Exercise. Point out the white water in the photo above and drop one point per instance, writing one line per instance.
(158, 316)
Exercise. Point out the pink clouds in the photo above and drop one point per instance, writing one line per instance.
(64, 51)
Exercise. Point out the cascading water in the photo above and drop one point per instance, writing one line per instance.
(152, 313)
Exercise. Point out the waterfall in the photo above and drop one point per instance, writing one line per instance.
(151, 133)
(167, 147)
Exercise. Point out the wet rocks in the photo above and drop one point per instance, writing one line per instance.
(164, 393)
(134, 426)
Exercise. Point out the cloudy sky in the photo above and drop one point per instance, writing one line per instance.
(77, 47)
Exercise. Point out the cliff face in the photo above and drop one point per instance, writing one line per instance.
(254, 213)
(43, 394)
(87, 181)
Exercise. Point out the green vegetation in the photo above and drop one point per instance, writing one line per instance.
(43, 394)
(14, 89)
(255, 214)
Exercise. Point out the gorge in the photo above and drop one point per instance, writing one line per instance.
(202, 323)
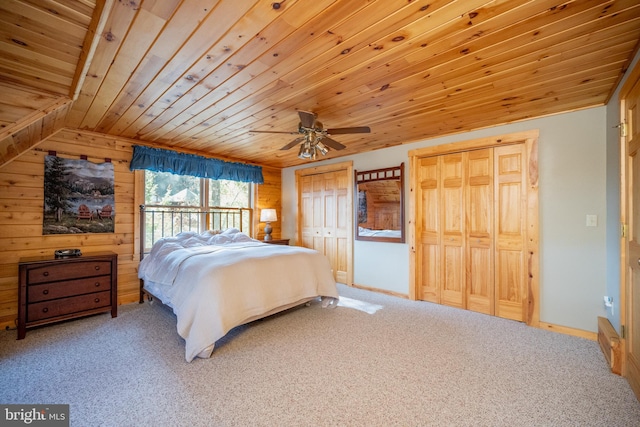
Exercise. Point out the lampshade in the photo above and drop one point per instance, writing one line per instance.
(268, 215)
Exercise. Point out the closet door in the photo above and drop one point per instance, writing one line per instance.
(452, 230)
(306, 211)
(479, 194)
(428, 230)
(510, 238)
(324, 218)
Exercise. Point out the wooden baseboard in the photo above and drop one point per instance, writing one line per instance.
(380, 291)
(569, 331)
(609, 341)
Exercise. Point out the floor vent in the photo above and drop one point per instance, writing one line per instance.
(610, 344)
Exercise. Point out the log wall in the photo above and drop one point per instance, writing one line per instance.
(22, 205)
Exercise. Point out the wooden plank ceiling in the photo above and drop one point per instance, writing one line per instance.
(199, 75)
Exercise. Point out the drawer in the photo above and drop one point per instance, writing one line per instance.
(67, 270)
(68, 288)
(63, 306)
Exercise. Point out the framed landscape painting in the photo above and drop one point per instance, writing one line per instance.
(78, 196)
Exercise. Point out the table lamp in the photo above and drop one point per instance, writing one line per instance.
(268, 216)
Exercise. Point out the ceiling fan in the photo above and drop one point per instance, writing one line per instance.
(314, 137)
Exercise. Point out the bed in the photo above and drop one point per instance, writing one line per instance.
(215, 281)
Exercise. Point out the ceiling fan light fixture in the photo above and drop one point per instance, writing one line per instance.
(322, 148)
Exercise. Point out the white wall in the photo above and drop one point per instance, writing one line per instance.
(613, 200)
(572, 164)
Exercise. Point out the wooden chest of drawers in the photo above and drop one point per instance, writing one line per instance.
(54, 289)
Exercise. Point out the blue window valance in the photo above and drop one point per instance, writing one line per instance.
(159, 160)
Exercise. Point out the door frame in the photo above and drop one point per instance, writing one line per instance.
(624, 311)
(530, 139)
(318, 170)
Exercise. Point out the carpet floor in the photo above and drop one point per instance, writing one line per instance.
(375, 360)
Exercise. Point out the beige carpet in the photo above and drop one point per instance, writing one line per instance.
(375, 360)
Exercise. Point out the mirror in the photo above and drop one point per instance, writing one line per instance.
(380, 204)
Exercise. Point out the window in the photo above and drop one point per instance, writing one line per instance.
(177, 203)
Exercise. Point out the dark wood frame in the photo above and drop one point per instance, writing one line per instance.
(392, 173)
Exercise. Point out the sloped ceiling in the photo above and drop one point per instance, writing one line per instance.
(200, 75)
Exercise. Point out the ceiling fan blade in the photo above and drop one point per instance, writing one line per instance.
(272, 131)
(293, 143)
(307, 119)
(331, 143)
(357, 129)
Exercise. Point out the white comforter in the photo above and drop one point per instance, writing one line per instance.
(215, 282)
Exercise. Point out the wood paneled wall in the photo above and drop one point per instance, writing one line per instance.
(22, 203)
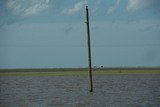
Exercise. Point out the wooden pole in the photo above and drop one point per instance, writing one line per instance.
(89, 50)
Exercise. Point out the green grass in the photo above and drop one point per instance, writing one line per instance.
(74, 72)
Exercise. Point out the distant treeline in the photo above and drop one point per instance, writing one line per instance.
(76, 69)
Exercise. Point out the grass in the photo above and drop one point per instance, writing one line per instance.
(74, 72)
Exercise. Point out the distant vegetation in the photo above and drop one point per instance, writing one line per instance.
(76, 71)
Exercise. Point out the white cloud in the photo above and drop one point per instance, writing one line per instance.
(134, 5)
(113, 8)
(27, 7)
(76, 8)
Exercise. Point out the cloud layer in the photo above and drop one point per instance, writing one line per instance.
(134, 5)
(27, 7)
(76, 8)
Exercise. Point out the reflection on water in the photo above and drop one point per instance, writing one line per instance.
(72, 91)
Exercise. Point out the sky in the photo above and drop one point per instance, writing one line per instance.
(52, 33)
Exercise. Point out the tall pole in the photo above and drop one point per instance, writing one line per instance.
(89, 50)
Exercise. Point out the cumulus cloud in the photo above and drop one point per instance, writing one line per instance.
(76, 8)
(134, 5)
(113, 8)
(27, 7)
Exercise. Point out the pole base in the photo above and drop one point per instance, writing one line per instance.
(91, 90)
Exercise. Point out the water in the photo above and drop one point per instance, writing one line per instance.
(73, 91)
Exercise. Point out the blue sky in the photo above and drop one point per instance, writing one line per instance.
(52, 33)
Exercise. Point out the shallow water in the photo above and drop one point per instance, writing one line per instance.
(72, 91)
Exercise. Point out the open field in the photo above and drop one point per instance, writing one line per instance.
(139, 90)
(73, 72)
(70, 88)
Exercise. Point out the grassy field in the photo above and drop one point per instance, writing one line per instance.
(73, 72)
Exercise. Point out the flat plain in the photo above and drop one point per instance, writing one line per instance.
(70, 88)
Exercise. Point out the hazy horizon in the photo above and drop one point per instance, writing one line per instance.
(52, 33)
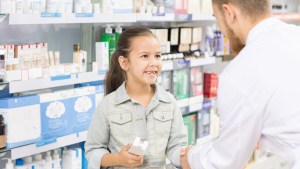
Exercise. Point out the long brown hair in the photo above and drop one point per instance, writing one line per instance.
(116, 75)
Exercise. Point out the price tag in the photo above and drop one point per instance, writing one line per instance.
(47, 14)
(84, 15)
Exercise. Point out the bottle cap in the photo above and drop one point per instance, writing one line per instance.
(76, 47)
(19, 162)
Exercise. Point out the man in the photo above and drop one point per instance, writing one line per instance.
(258, 97)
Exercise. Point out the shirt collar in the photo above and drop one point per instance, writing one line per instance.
(160, 94)
(262, 26)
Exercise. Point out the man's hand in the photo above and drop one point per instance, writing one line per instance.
(184, 157)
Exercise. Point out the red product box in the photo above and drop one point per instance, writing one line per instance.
(210, 86)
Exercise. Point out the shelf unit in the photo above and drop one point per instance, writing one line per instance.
(57, 18)
(288, 16)
(269, 162)
(31, 149)
(44, 83)
(169, 65)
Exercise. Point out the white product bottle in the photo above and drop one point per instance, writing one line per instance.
(49, 162)
(56, 160)
(39, 162)
(28, 162)
(9, 164)
(80, 58)
(20, 164)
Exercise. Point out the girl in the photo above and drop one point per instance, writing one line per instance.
(135, 106)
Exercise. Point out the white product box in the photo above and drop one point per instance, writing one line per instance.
(54, 114)
(35, 73)
(99, 93)
(22, 118)
(83, 108)
(122, 6)
(102, 57)
(57, 70)
(13, 75)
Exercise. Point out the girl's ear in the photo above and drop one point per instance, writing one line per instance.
(123, 62)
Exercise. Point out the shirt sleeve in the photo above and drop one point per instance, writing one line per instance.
(178, 137)
(97, 138)
(240, 130)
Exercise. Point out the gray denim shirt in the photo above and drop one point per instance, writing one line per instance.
(119, 119)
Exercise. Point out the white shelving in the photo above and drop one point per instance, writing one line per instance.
(32, 149)
(200, 17)
(44, 83)
(202, 61)
(57, 18)
(2, 17)
(271, 162)
(169, 65)
(20, 19)
(151, 18)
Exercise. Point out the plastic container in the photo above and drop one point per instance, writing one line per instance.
(2, 132)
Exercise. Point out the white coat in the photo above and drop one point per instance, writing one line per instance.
(259, 100)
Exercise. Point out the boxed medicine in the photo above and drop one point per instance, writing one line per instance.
(22, 118)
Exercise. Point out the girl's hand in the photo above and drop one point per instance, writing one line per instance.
(129, 160)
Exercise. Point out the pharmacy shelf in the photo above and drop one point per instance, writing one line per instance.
(169, 65)
(202, 17)
(31, 149)
(202, 61)
(288, 16)
(269, 162)
(45, 83)
(57, 18)
(2, 17)
(155, 18)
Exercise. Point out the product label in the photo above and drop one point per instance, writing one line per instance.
(83, 15)
(48, 14)
(183, 17)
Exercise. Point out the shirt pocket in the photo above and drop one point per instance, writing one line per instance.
(121, 124)
(163, 121)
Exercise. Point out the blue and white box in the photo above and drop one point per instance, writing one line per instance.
(55, 114)
(83, 108)
(22, 118)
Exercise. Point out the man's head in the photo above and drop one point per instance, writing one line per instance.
(237, 17)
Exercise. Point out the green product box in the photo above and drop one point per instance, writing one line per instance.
(190, 121)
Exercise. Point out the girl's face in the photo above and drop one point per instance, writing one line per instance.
(144, 63)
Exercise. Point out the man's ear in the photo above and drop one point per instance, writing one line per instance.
(229, 12)
(123, 62)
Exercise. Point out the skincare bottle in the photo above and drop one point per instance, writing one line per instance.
(28, 162)
(49, 161)
(20, 164)
(57, 57)
(2, 132)
(51, 58)
(39, 162)
(109, 37)
(9, 164)
(80, 58)
(118, 31)
(56, 160)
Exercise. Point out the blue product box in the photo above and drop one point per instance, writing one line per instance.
(83, 108)
(22, 119)
(55, 114)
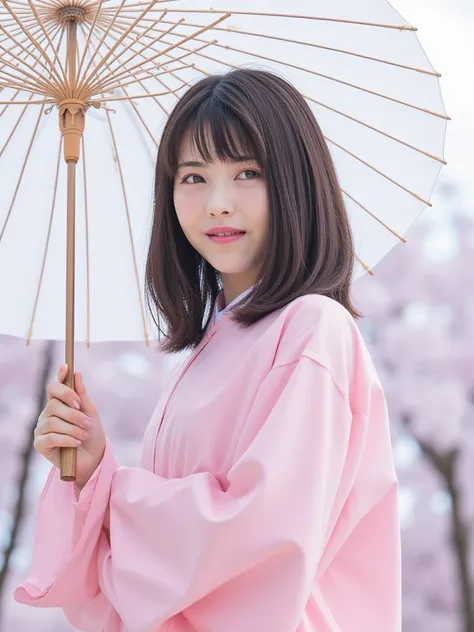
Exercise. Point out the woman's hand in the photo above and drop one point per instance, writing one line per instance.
(62, 424)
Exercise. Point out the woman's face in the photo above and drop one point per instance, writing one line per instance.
(223, 197)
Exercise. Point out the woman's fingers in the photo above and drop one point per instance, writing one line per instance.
(56, 408)
(60, 391)
(56, 425)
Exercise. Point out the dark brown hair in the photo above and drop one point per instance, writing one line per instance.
(310, 247)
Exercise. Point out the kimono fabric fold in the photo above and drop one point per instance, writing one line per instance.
(265, 500)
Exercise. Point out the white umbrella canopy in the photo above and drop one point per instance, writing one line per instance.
(360, 66)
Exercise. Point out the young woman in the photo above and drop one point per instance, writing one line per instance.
(266, 497)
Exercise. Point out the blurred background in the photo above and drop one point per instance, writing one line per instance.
(419, 327)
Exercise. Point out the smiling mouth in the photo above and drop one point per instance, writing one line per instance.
(228, 234)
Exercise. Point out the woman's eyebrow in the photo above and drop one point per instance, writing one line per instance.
(197, 163)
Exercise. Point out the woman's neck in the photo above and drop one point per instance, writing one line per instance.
(233, 286)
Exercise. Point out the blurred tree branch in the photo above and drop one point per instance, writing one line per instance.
(26, 459)
(445, 465)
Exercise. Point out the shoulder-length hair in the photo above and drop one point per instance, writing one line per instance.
(309, 246)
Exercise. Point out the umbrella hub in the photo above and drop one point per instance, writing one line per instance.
(71, 14)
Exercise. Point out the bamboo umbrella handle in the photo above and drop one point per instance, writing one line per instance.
(71, 123)
(68, 456)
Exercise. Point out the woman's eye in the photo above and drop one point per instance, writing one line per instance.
(189, 179)
(250, 174)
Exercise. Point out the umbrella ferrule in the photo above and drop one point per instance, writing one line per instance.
(72, 122)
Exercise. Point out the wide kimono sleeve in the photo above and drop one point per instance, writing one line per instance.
(257, 539)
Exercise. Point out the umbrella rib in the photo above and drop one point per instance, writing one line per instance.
(40, 22)
(41, 50)
(34, 79)
(320, 46)
(35, 90)
(381, 173)
(170, 72)
(313, 72)
(174, 45)
(116, 57)
(86, 46)
(88, 80)
(402, 142)
(148, 73)
(84, 77)
(170, 47)
(46, 247)
(138, 113)
(124, 193)
(15, 127)
(377, 130)
(366, 210)
(154, 98)
(397, 27)
(364, 265)
(21, 174)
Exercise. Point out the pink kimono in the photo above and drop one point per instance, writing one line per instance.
(266, 498)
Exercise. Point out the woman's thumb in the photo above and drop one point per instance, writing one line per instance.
(87, 405)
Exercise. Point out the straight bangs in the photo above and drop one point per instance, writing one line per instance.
(250, 114)
(214, 126)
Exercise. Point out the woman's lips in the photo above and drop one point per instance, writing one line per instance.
(225, 239)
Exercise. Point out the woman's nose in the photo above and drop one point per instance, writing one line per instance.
(220, 204)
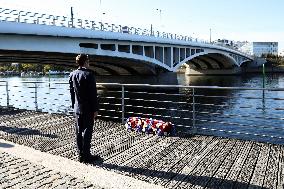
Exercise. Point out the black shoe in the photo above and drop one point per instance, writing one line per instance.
(81, 159)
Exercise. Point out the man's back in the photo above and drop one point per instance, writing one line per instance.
(83, 91)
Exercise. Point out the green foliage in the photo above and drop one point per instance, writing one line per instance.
(274, 60)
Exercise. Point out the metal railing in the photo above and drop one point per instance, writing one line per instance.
(247, 113)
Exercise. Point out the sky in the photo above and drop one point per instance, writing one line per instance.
(238, 20)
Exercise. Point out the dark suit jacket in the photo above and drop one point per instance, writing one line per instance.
(83, 91)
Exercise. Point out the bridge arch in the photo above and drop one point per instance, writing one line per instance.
(210, 60)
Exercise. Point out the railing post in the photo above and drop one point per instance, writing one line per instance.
(122, 104)
(7, 93)
(193, 111)
(36, 105)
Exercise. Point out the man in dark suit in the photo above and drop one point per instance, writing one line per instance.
(84, 101)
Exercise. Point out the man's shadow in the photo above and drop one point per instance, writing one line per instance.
(25, 131)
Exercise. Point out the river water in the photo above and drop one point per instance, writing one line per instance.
(242, 114)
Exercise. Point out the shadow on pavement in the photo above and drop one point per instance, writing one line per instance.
(203, 181)
(5, 145)
(25, 131)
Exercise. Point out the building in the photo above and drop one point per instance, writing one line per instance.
(264, 48)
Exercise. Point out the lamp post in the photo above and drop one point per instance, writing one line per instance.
(210, 35)
(72, 18)
(160, 16)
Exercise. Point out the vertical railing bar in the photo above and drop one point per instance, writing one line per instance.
(122, 104)
(7, 93)
(193, 110)
(36, 105)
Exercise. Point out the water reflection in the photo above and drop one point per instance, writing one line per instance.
(235, 113)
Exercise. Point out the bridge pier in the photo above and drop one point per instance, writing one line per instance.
(232, 71)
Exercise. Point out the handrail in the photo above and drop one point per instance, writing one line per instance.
(164, 86)
(225, 110)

· · ·

■ **Goal of the exercise**: Starting at the line that contains "Exercise. Point out the building", write out every line to the end of the entries, exactly as given.

■ **Task answer**:
Exercise. Point out the building in the photo above and drop one point per instance, writing one line per instance.
(264, 48)
Exercise. Point out the lamp post in the photo above and drop one point per instance, writing one line per instance.
(210, 35)
(72, 18)
(160, 16)
Exercise. Point out the vertical railing bar in the photo above and drop one point per instance, writing one line per instance.
(122, 104)
(7, 93)
(193, 110)
(36, 105)
Exercise. Point out the water reflection in the photo above and drop one point per instance, writing one line per instance.
(235, 113)
Exercise. Point out the bridge pier in the photo above and drop one point per instance, writing one line per instance.
(232, 71)
Exercise. Point out the handrail in the photo above and drop one point per instance, writing one line per instance.
(164, 86)
(225, 110)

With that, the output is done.